* AUFGABE A *
Gib aus der Rezension den Abschnitt von „Eine Insel, ein“ bis „noch nie gesehen.“ wortgetreu wieder.
* AUFGABE B *
Warum bekommt Herr Ribblestone laut der Rezension nicht viel Besuch?
* AUFGABE C *
Setze die Rezension zu „Die Mondblume“ im Anschluss an ihren letzten Satz fort.

Rezension
von Sabine Ibing
Die Mondblume
von Einar Turkowski
Die schönsten Erklärungen sind nicht selten diejenigen, die das Geheimnis vergrößern.
Eine Insel, ein Steinhaus, ein riesiger Garten: Hier lebt Herr Ribblestone, der mit viel Liebe jede einzelne Pflanze pflegt. Durch verschlungene Pfade geht er gemächlich durch sein Reich, grüßt die Bäume und Büsche, überquert Bäche und Wiesen. Er bekommt nicht viel Besuch, denn den Leuten ist es hier nicht ganz geheuer in der Dunkelheit des Dickichts. Eines Tages entdeckt der Mann an seinem Lieblingsplatz, – der magisch anmutet, sogar das Licht ist hier anders – eine Pflanze keimen. Er kennt sich aus, aber die hier hat er noch nie gesehen.

* BEREITGESTELLTE DATEN *

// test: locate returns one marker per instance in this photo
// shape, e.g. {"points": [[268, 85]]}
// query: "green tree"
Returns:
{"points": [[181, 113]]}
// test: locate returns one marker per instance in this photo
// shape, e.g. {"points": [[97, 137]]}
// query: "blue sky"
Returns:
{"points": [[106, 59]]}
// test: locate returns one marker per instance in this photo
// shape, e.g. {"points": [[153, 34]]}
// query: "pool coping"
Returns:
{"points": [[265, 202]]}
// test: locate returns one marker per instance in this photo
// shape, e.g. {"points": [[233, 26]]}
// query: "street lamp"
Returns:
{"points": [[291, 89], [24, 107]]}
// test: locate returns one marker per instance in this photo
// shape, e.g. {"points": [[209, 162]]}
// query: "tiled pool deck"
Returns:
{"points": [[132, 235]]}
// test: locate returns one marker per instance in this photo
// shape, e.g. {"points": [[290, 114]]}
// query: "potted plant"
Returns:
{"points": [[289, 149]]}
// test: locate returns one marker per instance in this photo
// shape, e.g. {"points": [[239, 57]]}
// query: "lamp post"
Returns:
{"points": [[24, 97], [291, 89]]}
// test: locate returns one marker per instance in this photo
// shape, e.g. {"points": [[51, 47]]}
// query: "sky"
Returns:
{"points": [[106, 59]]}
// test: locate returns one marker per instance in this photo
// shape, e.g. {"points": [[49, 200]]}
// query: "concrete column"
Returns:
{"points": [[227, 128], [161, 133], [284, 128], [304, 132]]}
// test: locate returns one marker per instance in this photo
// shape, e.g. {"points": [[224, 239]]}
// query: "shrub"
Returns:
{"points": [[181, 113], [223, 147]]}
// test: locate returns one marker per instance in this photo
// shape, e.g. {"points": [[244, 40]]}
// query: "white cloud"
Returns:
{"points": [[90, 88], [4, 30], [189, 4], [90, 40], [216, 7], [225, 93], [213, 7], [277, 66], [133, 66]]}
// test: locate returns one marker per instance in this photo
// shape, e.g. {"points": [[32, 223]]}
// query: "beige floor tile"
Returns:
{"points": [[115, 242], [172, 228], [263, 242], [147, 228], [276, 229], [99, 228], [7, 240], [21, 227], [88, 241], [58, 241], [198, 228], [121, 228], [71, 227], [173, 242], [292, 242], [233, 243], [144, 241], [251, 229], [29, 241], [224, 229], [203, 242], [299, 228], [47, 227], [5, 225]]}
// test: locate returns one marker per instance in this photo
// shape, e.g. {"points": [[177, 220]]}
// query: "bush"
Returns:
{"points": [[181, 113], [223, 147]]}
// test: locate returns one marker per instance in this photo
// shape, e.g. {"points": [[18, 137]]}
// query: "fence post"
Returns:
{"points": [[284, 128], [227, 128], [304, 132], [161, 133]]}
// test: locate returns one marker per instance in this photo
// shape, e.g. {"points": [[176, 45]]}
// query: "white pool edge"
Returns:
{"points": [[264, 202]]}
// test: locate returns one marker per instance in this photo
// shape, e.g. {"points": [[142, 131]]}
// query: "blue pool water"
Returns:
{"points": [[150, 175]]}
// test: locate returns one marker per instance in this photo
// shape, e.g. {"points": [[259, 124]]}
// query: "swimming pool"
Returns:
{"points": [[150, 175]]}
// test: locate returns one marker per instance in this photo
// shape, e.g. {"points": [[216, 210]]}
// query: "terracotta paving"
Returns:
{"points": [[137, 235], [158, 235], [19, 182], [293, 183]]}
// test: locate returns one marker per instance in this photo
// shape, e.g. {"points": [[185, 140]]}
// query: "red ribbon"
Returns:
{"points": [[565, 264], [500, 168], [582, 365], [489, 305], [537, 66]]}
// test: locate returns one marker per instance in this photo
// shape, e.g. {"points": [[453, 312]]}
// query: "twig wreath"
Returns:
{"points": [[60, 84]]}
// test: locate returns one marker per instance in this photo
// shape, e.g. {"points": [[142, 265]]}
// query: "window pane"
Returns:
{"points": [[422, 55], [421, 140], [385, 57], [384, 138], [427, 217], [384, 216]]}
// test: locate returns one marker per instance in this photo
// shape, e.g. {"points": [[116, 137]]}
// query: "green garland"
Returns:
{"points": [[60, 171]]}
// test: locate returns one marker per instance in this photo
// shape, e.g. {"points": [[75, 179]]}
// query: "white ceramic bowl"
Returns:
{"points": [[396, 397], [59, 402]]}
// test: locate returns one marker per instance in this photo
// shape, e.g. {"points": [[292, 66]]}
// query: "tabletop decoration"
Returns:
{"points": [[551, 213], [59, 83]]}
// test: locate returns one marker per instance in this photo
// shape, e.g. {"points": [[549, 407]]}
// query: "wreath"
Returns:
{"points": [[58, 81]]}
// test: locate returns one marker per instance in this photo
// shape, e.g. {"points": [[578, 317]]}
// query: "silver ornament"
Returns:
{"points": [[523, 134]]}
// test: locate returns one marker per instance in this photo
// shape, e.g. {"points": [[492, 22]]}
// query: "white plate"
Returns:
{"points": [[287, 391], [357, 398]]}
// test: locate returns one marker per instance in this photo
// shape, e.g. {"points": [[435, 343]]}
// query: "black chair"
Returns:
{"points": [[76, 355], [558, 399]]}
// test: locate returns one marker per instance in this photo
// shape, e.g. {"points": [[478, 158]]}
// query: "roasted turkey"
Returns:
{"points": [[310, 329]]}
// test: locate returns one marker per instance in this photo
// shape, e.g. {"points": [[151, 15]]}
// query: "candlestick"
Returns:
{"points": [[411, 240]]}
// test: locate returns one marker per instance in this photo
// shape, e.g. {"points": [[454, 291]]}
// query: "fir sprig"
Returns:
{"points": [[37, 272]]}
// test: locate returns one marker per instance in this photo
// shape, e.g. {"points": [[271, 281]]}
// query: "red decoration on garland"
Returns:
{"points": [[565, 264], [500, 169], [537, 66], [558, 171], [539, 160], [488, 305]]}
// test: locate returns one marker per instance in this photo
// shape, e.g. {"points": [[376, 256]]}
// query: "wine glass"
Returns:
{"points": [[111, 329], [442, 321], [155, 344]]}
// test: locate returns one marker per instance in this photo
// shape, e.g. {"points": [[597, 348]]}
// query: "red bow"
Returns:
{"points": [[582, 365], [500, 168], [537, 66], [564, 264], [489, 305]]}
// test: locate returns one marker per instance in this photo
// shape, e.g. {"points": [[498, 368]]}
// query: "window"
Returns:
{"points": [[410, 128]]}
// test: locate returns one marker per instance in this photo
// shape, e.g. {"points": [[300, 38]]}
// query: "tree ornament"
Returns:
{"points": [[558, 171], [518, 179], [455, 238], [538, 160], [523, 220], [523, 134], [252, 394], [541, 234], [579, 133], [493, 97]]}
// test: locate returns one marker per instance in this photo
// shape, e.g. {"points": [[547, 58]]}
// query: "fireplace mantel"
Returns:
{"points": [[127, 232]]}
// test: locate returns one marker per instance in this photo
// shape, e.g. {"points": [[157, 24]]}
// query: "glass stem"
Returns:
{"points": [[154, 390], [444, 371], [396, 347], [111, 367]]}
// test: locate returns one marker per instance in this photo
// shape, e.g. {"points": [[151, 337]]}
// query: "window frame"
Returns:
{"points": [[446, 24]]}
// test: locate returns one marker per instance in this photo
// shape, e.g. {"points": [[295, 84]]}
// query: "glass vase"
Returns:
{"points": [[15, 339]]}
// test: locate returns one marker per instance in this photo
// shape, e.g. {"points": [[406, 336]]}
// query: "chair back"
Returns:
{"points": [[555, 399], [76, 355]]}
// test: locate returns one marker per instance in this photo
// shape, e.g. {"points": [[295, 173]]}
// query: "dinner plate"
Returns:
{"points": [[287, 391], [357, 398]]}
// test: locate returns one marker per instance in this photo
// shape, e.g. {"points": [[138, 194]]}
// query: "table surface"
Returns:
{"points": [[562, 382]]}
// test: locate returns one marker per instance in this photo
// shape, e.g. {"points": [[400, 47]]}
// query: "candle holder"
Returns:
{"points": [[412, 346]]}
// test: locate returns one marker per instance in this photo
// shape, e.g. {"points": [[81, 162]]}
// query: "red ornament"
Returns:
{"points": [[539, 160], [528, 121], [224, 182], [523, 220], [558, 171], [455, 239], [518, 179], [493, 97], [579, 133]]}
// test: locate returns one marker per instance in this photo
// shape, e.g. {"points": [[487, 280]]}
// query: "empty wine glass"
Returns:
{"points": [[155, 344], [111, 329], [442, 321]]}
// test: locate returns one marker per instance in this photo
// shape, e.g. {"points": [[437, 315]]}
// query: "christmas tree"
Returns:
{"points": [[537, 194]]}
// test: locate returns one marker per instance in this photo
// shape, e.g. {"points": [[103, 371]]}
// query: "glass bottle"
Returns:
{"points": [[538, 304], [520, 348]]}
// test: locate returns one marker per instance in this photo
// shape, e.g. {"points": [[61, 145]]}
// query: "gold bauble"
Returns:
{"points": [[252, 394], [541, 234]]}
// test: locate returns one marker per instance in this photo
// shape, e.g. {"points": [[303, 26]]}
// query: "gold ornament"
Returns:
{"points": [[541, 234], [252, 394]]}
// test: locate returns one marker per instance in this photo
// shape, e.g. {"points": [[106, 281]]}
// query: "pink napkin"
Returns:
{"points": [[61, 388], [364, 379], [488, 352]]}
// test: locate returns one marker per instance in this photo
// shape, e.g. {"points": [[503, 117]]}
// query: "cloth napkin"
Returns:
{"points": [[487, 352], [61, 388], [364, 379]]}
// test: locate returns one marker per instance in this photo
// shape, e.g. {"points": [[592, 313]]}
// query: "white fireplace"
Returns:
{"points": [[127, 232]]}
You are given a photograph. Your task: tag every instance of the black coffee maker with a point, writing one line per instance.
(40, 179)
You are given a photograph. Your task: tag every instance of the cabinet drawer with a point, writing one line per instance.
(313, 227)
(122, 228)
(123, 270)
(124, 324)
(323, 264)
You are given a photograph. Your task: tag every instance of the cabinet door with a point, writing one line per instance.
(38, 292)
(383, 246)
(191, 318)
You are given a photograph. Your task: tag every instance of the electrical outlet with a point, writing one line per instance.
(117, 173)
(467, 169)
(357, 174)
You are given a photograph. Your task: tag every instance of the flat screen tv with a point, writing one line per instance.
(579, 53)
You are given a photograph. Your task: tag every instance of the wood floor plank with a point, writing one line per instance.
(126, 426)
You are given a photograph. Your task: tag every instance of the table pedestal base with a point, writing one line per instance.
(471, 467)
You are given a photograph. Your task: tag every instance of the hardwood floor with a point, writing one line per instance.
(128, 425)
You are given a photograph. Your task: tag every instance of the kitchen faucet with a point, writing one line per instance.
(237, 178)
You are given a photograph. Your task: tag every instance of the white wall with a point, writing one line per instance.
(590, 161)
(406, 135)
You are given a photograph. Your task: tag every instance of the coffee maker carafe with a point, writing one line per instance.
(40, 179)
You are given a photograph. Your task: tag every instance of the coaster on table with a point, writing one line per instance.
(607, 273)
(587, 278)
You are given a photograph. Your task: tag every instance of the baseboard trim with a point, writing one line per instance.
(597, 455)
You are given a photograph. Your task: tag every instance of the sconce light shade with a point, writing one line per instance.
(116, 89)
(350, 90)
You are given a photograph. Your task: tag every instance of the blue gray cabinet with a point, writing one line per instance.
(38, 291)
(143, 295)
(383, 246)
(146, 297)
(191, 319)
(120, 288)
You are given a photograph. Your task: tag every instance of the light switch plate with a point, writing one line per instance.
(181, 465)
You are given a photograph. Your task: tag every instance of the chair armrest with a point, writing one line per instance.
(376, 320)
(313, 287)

* LÖSUNG A *
Eine Insel, ein Steinhaus, ein riesiger Garten: Hier lebt Herr Ribblestone, der mit viel Liebe jede einzelne Pflanze pflegt. Durch verschlungene Pfade geht er gemächlich durch sein Reich, grüßt die Bäume und Büsche, überquert Bäche und Wiesen. Er bekommt nicht viel Besuch, denn den Leuten ist es hier nicht ganz geheuer in der Dunkelheit des Dickichts. Eines Tages entdeckt der Mann an seinem Lieblingsplatz, – der magisch anmutet, sogar das Licht ist hier anders – eine Pflanze keimen. Er kennt sich aus, aber die hier hat er noch nie gesehen.

* LÖSUNG B *
Den Leuten ist es in der Dunkelheit des Dickichts nicht ganz geheuer.

* LÖSUNG C *
Jeden Tag pflegt er das Pflänzchen, redet mit ihm, und es wächst zu einer stattlichen Blume heran – nun ja eine Knospe ist zu sehen, doch die mag nicht aufgehen. Herr Ribblestone stellt alles mögliche an, um das Herz der Blume zu gewinnen, damit sie ihre Blütenpracht entfaltet. Aber nichts zu machen. Die Knospe bleibt geschlossen – bis zu jener lauen Vollmondnacht…
Jede Ecke roch anders. Wurde man im oberen Bereich des Gartens von leicht süßlichem Duft empfangen, empfand man in schattigeren Lagen eher eine herbe Frische. Weiter unten jedoch führte jeder Windhauch dazu, dass ein schwerer und recht würziger Geruch in die Landschaft getragen wurde. Dies lag wahrscheinlich an dem Harz, das da und dort aus den trockenen Rinden der dunklen Bäume am Bach quoll.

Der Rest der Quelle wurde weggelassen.